Copy everything from the line containing "point: blue and" down to the end of the items, renaming "pixel coordinates" to "image coordinates" wherever it occurs and leaving all other text untouched.

Location identification entries
- - - -
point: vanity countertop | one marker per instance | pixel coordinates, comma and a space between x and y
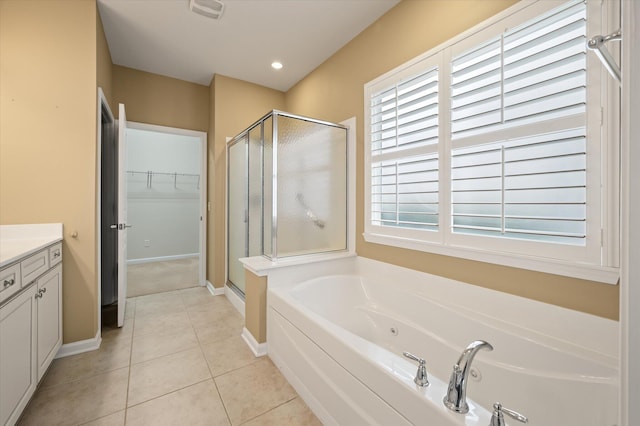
18, 241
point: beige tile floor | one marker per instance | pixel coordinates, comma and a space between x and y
156, 277
178, 360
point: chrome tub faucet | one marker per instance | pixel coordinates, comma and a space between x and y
456, 397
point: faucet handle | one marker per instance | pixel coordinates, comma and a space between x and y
497, 419
421, 375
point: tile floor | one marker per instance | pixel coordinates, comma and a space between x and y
178, 360
156, 277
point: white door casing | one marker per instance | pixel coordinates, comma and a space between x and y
122, 215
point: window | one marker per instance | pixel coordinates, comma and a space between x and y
494, 147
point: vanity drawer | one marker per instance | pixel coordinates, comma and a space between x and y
55, 254
34, 266
10, 281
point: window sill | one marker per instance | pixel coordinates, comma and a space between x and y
607, 275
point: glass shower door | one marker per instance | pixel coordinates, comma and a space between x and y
237, 212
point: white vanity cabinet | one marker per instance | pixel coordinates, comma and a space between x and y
30, 325
18, 374
49, 309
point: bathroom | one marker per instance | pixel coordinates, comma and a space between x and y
332, 92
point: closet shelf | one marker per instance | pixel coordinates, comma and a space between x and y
150, 174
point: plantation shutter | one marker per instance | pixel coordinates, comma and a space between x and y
404, 160
518, 129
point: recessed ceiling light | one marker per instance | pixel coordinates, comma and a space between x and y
209, 8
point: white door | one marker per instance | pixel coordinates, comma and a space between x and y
122, 215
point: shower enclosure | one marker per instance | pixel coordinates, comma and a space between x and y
286, 190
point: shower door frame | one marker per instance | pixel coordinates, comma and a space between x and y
274, 207
349, 188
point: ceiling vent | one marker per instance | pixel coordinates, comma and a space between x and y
209, 8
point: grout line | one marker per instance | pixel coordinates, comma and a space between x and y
126, 400
268, 411
169, 393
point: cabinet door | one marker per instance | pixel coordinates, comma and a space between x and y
17, 355
49, 299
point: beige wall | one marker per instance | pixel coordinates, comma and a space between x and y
164, 101
236, 105
334, 91
48, 137
104, 63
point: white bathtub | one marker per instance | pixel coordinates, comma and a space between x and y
337, 330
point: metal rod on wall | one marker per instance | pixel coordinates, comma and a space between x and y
597, 45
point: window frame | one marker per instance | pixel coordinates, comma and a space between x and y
598, 259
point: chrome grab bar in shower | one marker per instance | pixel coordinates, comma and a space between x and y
310, 214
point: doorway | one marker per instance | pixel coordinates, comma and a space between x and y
108, 213
166, 193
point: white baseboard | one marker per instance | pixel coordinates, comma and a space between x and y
216, 291
79, 347
258, 349
162, 258
235, 300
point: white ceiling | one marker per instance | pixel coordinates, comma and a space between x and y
165, 37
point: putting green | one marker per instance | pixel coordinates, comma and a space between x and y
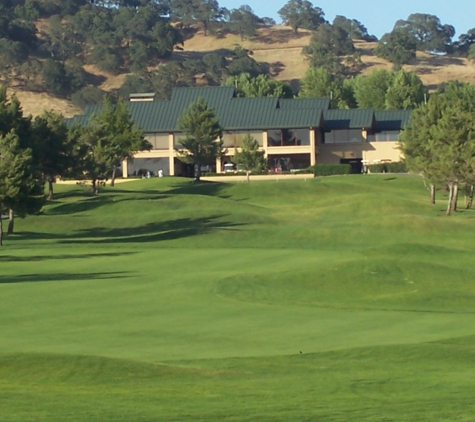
347, 298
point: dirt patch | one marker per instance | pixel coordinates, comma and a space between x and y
35, 103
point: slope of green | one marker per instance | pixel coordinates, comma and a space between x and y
167, 300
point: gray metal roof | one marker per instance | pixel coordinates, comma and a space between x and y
304, 103
254, 113
348, 119
392, 119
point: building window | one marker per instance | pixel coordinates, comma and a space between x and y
288, 137
233, 139
157, 140
344, 136
385, 136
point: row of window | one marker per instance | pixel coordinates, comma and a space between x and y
284, 137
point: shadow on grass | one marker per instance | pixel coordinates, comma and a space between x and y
151, 232
39, 278
11, 258
93, 203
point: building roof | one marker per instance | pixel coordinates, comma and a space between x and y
348, 119
304, 103
392, 119
253, 113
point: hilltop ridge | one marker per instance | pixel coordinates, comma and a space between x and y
278, 47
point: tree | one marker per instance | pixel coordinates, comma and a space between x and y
56, 78
243, 21
260, 86
355, 29
249, 158
240, 62
471, 53
465, 43
326, 46
318, 82
405, 92
428, 31
384, 90
110, 137
301, 14
399, 47
440, 141
51, 151
207, 12
202, 143
20, 191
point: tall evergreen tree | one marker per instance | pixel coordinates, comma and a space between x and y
20, 191
202, 143
249, 157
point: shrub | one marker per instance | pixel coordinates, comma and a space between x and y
330, 169
399, 167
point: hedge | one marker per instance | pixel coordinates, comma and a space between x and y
399, 167
330, 169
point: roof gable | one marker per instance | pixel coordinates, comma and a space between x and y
348, 119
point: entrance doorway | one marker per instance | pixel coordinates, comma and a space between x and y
355, 163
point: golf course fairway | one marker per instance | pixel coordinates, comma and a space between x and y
346, 298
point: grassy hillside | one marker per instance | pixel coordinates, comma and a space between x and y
282, 50
347, 298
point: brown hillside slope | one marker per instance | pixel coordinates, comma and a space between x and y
282, 50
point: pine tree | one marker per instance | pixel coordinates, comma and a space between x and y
250, 158
202, 143
20, 191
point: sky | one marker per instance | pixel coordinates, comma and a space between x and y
378, 16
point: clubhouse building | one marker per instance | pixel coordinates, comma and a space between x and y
293, 133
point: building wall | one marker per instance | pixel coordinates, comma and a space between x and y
317, 152
369, 152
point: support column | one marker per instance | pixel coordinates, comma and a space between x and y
313, 147
264, 142
171, 154
125, 169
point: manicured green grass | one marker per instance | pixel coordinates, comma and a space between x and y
167, 300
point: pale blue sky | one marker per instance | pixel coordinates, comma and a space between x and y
378, 16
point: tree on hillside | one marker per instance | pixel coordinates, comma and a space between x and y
20, 191
355, 29
327, 46
244, 22
207, 12
260, 86
384, 90
11, 118
430, 34
301, 14
202, 143
51, 151
318, 82
241, 62
399, 47
405, 92
120, 133
249, 158
110, 137
440, 141
465, 42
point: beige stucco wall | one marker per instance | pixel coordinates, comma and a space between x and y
371, 152
382, 151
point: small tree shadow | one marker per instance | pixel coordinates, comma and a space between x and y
11, 258
151, 232
38, 278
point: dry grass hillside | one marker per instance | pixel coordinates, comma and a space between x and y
281, 49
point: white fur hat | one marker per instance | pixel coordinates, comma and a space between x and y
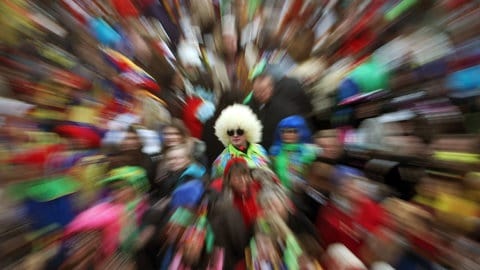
189, 54
238, 116
229, 25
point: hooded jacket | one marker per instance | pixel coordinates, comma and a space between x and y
288, 99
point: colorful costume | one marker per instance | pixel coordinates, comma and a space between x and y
255, 155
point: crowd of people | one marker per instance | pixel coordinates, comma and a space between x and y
158, 134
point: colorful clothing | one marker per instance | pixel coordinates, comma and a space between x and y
291, 160
256, 156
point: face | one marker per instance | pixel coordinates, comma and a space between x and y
131, 142
263, 89
239, 181
237, 137
172, 136
289, 135
177, 159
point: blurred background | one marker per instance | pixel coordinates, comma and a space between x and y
392, 86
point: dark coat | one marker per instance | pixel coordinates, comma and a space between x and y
288, 99
230, 232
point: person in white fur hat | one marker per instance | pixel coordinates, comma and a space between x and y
239, 129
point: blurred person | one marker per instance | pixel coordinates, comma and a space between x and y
275, 202
331, 145
201, 99
174, 95
176, 133
128, 152
292, 155
241, 189
239, 130
351, 216
79, 137
292, 152
159, 226
214, 146
116, 219
276, 98
180, 168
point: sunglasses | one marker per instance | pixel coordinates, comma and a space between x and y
238, 132
290, 130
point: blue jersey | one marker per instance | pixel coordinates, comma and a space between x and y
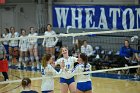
69, 65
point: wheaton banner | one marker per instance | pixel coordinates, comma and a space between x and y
96, 17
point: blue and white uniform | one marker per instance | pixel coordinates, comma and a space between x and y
6, 43
14, 43
83, 80
23, 43
88, 50
69, 65
48, 83
50, 41
32, 41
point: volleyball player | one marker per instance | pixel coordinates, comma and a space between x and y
67, 82
13, 45
33, 48
23, 45
50, 42
6, 35
47, 70
26, 84
84, 84
3, 57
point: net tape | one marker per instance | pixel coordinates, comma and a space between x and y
61, 75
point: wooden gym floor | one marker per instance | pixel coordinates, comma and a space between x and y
100, 85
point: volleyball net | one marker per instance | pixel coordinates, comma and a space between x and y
104, 58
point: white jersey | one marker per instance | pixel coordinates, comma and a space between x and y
88, 50
69, 65
32, 40
6, 36
48, 83
23, 43
14, 42
82, 77
50, 41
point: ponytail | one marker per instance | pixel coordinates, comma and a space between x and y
84, 58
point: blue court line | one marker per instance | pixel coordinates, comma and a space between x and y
116, 76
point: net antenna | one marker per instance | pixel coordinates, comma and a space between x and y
134, 38
69, 27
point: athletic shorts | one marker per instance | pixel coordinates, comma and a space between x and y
84, 86
67, 81
31, 46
- - - -
ANSWER IN FULL
point: blue and white uniform | one marker per instance | image coordinates, comma and a space between x and y
6, 43
14, 43
83, 80
23, 43
88, 50
69, 65
48, 83
50, 41
32, 41
point: volleyball player | one marker per instance | image coordinates, comma and a space between x and y
67, 82
13, 45
33, 48
23, 45
50, 42
6, 35
47, 70
26, 84
84, 84
3, 57
point: net tape | one marker per instance | image coordinates, comma and a space between x and y
61, 75
point: wooden gym floor | one marker per instance | image coordinates, comma and a space between x and y
100, 85
point: volleyball net | one marker per instance | image coordinates, comma and a space between x and y
104, 58
point: white jersey | one marker per instance | image coordinates, comma and a space between x and y
88, 50
69, 65
32, 40
6, 36
48, 83
23, 43
14, 42
82, 77
50, 41
point: ponytail | one marker per instance | image coordinates, comma and a space between x and y
84, 58
point: blue court line | one marker per instance | image coordinates, comma and a space between x and y
116, 76
point: net antenna | one marker per instance | image coordinates, comma and a space between x and y
134, 38
69, 27
point: athletic shorts | one marker per instance | image coordinates, comma and a space between x and y
84, 86
67, 81
31, 46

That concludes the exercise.